##### Exercise input #####
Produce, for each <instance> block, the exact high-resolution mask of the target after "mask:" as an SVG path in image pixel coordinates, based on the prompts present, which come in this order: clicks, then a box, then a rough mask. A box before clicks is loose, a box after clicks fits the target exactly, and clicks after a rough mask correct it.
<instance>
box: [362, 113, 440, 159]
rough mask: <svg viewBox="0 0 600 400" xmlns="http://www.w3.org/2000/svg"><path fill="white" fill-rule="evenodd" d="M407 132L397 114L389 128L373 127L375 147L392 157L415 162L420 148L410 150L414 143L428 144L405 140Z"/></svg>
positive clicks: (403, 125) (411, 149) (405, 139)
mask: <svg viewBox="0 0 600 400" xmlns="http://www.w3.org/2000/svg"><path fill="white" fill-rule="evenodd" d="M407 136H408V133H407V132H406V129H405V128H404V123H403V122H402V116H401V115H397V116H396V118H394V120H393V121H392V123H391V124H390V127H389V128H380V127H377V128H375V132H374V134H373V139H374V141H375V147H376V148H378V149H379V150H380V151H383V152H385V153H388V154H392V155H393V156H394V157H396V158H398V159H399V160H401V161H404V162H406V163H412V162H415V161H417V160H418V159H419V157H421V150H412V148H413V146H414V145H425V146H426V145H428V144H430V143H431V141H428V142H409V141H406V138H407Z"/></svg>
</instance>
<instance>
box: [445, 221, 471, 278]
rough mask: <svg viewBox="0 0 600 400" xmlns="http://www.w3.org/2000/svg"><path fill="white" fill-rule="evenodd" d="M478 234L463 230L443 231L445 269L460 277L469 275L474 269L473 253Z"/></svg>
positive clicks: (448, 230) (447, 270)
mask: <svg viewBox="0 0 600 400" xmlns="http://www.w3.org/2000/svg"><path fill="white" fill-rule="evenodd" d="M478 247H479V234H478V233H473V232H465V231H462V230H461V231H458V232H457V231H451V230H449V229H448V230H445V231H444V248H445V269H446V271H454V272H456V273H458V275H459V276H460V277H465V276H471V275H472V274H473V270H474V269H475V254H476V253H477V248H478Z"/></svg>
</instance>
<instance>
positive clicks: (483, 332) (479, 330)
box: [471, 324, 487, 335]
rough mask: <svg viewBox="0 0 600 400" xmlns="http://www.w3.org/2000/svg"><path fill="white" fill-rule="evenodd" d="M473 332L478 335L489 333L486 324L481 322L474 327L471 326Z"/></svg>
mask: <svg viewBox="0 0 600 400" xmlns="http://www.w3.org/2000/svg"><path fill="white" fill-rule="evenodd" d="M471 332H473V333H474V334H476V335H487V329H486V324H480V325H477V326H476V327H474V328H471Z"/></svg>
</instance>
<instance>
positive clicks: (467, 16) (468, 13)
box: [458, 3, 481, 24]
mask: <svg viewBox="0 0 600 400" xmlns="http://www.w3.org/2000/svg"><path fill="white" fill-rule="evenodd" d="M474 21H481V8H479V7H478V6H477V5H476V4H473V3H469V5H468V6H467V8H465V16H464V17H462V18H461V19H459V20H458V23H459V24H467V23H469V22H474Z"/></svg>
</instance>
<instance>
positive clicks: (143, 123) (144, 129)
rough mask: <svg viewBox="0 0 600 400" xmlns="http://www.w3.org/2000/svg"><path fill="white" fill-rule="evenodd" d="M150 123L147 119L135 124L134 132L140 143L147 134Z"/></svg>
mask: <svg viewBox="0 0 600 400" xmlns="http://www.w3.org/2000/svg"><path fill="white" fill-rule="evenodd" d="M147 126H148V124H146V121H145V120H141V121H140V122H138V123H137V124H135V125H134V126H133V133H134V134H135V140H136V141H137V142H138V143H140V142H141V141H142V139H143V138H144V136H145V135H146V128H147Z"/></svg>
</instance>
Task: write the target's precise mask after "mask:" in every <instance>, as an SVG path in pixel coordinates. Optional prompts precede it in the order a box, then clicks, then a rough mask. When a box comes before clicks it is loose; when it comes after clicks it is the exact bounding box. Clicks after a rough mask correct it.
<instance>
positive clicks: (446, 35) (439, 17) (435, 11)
#####
Description of the task:
Please set out the lines of the entries above as a numbered list, beginning with the very first line and stopping after the line that contains "positive clicks: (403, 125)". Leave out any blank lines.

Exercise solution:
1. Produce, for each <instance> block, the exact high-resolution mask of the target after "mask:" as an SVG path in image pixel coordinates, based on the prompts present, which come in this order: clicks, then a box, then a rough mask. A box before clicks is loose, a box after clicks fits the target exactly, and clicks after a rough mask correct it.
2. <instance>
3. box: [362, 113, 440, 159]
4. rough mask: <svg viewBox="0 0 600 400" xmlns="http://www.w3.org/2000/svg"><path fill="white" fill-rule="evenodd" d="M407 132L397 114L389 128L373 127L375 147L392 157L415 162L420 148L410 150L414 143L428 144L405 140Z"/></svg>
5. positive clicks: (403, 125) (411, 149) (405, 139)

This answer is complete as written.